## [Texto extraído]
___

Você já assistiu essa cena antes: o presidente Jair Bolsonaro dá uma declaração agressiva sobre o Congresso ou a democracia, os políticos produzem notas toscas de repúdio, os jornais publicam editoriais recheados de adjetivos e dois dias depois tudo segue como se nada houvesse acontecido. Até que acontece de novo. E de novo. E de novo. Parece uma cena do filma Dia da Marmota. A diferença é, Bolsonaro sabe o que está fazendo.
O presidente acredita (o que significa que não importa se é fato ou não, pois as ações correspondem à crença) que há o risco de sofrer um processo de impeachment. Para impedir o destino de Collor e Dilma, Bolsonaro precisa ter uma base no Congresso e uma militância inflamada nas ruas e nas redes.
Para o primeiro passo, ele autorizou o ministro general Luiz Eduardo Ramos a negociar cargos no governo com os partidos do Centrão, ressuscitando o velho toma-lá-dá-cá que os bolsonaristas combatiam tanto na campanha. Como se trata de Bolsonaro, nunca se sabe se ele não irá desautorizar o general mais à frente, mas por enquanto as negociações estão andando.
Para a segunda parte, o presidente se colocou na sua posição favorita, a de vítima de uma conspiração das elites da “velha política”. Daí a participar de atos a favor do fechamento do Congresso, impeachment de ministros do Supremo e um novo AI-5 é apenas a consequência natural. Bolsonaro não foi a uma manifestação golpista porque se acha capaz de uma quartelada. Ele foi para reascender o apoio dos seus eleitores e assustar os congressistas.
A postura anti-quarentena de Bolsonaro na crise do coronavírus afeta a sua popularidade. Por um lado, aumentou a quantidade de brasileiros que rejeitam completamente o governo (era de 36% e agora são 42%, segundo a XP/Ipespe). Hoje o Datafolha mostrou um novo indicador, a de que cresce o apoio ao presidente entre trabalhadores aptos a receber o auxílio emergencial de R$ 600. São informais, trabalhadores sem registro ou que ganham até 2 salários mínimos – as primeiras vítimas da recessão que se anuncia para o resto do ano. Para essas pessoas, Bolsonaro é o único político ao seu lado, justamente por defender a reabertura da economia de uma forma irresponsável durante a pandemia.
O coronavírus está provocando um reordenamento das forças políticas, tirando de Bolsonaro o apoio dos mais ricos, mas em troca lhe dando sustentação na classe média baixa. Teremos tragédias em série nos próximos meses, com milhares de mortes, hospitais em colapso, desemprego de milhões e falência de milhares de empresas. Mas Bolsonaro não está sozinho.

___

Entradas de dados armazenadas
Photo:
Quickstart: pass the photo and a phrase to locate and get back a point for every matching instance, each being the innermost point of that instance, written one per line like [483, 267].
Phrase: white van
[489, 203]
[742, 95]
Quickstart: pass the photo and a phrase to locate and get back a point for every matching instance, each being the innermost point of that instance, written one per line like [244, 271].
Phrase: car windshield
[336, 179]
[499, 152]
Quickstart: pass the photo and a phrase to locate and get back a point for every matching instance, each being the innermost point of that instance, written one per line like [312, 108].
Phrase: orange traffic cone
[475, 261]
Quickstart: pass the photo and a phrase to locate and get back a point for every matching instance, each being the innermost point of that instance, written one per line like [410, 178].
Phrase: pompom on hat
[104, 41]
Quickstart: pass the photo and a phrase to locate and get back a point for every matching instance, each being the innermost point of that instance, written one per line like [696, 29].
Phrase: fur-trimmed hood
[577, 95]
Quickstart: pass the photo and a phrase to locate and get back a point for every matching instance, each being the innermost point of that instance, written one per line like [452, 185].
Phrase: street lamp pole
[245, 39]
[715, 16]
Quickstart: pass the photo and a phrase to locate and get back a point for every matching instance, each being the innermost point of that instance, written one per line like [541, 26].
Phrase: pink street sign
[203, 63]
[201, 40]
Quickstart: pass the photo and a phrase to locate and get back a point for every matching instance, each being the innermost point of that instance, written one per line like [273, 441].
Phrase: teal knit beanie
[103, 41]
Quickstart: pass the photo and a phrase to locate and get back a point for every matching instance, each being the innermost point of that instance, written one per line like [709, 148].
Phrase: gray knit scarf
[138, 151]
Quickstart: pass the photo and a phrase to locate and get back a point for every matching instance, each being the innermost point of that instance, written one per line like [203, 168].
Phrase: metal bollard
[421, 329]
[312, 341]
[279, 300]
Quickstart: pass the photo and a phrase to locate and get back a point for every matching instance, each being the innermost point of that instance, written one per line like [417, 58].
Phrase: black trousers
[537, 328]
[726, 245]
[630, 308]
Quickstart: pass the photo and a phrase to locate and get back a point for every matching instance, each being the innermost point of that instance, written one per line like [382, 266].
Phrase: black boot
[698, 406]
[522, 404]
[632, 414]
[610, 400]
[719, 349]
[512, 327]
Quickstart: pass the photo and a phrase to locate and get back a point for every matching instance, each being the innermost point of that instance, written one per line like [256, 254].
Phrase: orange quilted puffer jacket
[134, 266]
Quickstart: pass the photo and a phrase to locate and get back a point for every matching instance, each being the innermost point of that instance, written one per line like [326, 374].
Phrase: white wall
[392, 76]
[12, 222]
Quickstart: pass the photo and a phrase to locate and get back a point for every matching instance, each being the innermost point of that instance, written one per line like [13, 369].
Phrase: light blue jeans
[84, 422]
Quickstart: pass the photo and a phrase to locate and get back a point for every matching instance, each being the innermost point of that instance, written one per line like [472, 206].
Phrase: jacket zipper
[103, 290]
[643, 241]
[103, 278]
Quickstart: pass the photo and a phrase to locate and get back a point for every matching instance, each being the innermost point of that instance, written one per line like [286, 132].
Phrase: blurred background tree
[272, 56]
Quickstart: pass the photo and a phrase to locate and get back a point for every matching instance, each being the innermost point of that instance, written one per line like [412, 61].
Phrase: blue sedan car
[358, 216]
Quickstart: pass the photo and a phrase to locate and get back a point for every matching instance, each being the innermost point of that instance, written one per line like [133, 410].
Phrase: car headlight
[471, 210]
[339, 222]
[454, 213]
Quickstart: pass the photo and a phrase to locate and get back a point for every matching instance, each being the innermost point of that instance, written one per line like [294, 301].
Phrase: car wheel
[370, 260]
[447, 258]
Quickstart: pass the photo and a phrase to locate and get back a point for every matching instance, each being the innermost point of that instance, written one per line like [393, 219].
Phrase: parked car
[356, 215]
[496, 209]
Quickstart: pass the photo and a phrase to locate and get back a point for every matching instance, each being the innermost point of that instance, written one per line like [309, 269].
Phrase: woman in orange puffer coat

___

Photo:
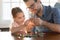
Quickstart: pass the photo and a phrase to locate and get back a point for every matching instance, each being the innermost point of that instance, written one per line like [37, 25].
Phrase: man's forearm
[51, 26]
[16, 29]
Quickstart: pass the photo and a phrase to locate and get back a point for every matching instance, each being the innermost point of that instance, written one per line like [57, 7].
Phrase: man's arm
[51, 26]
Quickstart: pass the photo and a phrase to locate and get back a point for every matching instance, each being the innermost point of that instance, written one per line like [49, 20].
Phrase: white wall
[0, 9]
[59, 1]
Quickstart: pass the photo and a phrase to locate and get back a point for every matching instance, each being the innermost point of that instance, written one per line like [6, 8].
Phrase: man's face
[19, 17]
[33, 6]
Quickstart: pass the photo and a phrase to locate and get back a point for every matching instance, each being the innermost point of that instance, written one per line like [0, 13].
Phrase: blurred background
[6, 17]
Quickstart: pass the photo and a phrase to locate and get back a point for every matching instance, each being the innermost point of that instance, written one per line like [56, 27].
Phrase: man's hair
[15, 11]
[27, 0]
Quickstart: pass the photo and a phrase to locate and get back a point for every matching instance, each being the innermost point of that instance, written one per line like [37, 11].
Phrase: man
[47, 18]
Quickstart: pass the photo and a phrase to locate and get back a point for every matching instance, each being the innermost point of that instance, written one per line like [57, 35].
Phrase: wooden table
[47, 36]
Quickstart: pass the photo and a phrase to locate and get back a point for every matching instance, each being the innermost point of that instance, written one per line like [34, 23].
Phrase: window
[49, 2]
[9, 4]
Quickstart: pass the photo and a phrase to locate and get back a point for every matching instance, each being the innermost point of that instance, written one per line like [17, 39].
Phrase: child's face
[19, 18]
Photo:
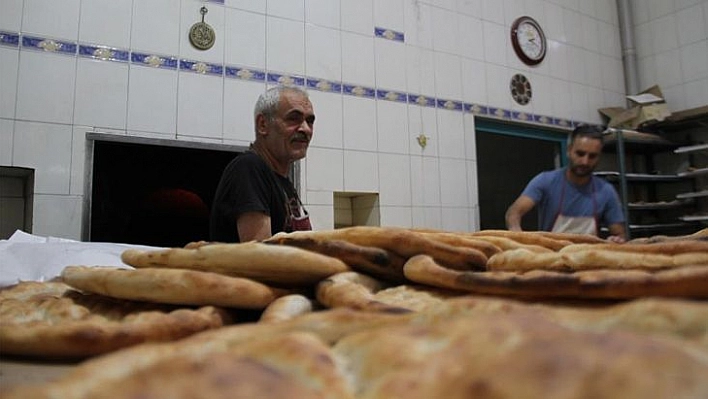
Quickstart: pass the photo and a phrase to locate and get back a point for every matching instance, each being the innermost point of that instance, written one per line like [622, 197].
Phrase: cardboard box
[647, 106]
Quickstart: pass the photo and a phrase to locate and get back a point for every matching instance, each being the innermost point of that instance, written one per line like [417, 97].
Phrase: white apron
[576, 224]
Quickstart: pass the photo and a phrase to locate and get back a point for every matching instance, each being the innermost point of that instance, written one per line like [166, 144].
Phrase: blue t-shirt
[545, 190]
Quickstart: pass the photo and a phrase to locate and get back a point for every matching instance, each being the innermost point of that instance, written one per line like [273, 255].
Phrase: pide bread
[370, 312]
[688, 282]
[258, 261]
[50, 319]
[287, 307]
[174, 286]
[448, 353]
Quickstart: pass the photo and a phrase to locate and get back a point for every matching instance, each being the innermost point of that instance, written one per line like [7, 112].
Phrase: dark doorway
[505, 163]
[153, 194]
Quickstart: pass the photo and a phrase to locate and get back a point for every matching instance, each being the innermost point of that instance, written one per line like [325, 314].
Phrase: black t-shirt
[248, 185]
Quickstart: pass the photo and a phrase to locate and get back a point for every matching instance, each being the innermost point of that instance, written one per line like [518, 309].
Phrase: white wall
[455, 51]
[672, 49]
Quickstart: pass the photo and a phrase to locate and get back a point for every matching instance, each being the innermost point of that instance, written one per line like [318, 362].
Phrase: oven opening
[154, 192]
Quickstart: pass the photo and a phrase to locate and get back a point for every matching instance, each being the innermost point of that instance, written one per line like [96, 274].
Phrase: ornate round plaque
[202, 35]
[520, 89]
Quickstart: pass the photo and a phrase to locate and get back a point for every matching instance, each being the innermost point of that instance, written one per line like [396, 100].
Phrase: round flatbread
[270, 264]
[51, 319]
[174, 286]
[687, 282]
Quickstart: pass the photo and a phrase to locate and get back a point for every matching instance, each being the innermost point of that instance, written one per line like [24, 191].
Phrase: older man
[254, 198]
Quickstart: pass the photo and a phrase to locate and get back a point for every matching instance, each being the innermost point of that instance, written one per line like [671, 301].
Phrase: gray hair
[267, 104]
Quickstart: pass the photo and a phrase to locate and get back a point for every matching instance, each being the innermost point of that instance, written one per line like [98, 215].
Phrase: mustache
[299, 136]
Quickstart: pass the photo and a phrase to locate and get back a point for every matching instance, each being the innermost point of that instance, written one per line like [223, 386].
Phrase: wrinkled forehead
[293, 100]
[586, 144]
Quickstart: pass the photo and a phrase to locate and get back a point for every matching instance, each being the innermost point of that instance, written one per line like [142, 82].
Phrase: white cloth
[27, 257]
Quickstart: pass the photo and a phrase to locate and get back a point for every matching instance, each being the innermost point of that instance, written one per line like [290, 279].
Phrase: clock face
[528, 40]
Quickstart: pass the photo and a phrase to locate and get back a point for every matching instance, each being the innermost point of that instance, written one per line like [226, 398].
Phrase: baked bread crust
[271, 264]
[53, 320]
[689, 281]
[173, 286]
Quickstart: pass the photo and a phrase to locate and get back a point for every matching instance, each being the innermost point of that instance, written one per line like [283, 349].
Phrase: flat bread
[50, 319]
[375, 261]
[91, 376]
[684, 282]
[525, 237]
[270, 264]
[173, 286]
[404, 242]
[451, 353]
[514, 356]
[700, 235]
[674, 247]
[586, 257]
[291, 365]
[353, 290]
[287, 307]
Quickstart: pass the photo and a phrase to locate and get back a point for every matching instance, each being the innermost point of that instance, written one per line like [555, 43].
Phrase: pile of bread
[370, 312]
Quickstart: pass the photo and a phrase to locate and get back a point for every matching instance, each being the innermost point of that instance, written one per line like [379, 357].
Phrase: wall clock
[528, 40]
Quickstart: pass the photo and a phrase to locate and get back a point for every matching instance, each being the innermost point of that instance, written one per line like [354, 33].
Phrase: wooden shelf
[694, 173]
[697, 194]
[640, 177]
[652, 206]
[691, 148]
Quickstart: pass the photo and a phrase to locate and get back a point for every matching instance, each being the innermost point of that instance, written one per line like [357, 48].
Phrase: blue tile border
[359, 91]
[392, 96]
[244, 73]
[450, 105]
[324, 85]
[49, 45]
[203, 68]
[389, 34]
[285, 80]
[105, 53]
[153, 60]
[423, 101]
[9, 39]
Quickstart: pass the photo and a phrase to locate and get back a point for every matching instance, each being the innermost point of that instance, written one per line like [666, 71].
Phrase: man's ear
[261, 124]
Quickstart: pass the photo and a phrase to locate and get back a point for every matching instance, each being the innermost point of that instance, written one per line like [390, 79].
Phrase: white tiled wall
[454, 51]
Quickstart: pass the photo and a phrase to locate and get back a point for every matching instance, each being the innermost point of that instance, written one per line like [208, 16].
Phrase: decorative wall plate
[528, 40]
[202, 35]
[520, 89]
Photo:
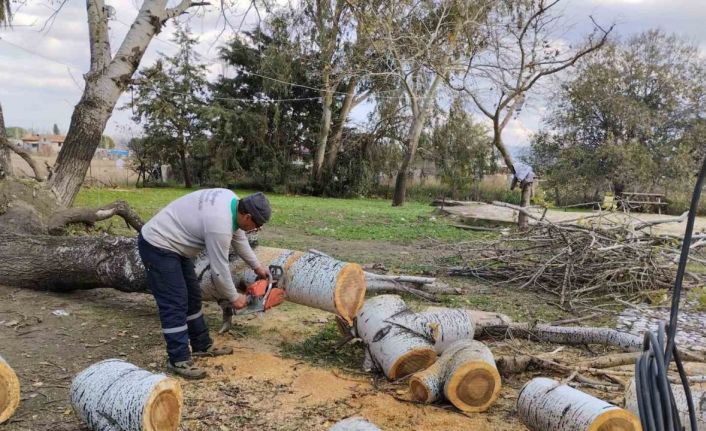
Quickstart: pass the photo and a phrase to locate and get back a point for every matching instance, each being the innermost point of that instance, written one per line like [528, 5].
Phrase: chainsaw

___

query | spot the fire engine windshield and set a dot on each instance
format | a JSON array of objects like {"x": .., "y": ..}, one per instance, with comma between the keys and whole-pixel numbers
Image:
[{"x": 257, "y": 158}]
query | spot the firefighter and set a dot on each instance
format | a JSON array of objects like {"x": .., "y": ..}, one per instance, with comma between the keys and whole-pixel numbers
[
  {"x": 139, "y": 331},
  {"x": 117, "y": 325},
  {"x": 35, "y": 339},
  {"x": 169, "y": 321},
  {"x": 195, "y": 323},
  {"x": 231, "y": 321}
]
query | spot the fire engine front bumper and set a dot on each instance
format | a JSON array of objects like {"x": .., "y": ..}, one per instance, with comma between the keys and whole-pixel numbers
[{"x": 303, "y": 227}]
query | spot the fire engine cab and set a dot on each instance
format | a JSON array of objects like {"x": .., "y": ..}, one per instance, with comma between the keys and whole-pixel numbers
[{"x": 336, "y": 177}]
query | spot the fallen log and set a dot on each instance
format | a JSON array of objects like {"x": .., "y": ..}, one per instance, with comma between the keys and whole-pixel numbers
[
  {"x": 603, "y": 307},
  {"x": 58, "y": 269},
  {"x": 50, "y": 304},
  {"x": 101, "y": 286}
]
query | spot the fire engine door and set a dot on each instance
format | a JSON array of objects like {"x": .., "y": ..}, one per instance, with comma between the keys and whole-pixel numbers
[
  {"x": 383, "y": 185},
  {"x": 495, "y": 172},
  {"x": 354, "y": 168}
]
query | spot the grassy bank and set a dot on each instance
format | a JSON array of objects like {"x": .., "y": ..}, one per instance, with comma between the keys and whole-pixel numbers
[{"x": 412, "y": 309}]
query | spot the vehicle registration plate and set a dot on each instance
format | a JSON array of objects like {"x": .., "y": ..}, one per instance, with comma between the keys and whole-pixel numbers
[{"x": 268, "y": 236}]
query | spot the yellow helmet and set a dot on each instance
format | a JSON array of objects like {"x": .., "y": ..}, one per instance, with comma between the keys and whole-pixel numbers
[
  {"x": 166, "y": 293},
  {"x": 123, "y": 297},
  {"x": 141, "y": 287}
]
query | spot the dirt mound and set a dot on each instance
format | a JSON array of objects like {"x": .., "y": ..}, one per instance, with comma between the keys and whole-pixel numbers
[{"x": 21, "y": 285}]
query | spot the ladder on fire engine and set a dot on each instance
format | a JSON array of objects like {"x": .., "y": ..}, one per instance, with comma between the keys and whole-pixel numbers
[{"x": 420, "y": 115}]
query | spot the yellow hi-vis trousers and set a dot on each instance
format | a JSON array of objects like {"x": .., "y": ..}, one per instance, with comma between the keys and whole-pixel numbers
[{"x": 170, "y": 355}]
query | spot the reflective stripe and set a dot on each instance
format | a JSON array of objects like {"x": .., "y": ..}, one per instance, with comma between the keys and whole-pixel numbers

___

## [Problemas e tarefas]
**a)** Diga se cada afirmação abaixo bate com o texto sobre Bolsonaro, respondendo sim ou não e citando as palavras exatas do texto que decidem a questão. (i) Bolsonaro autorizou o general Luiz Eduardo Ramos a negociar cargos com partidos do Centrão. (ii) Segundo a XP/Ipespe, a parcela de brasileiros que rejeitam totalmente o governo caiu de 42% para 36%. (iii) O Datafolha mostrou que cresce o apoio ao presidente entre os mais ricos.
**b)** Imprima o trecho do texto sobre Bolsonaro começando em "Para o primeiro" e indo até "negociações estão andando.".

## [Resultados esperados]
**a)**
(i) Sim: "ele autorizou o ministro general Luiz Eduardo Ramos a negociar cargos no governo com os partidos do Centrão"
(ii) Não: "era de 36% e agora são 42%, segundo a XP/Ipespe"
(iii) Não: "cresce o apoio ao presidente entre trabalhadores aptos a receber o auxílio emergencial de R$ 600"

**b)**
Para o primeiro passo, ele autorizou o ministro general Luiz Eduardo Ramos a negociar cargos no governo com os partidos do Centrão, ressuscitando o velho toma-lá-dá-cá que os bolsonaristas combatiam tanto na campanha. Como se trata de Bolsonaro, nunca se sabe se ele não irá desautorizar o general mais à frente, mas por enquanto as negociações estão andando.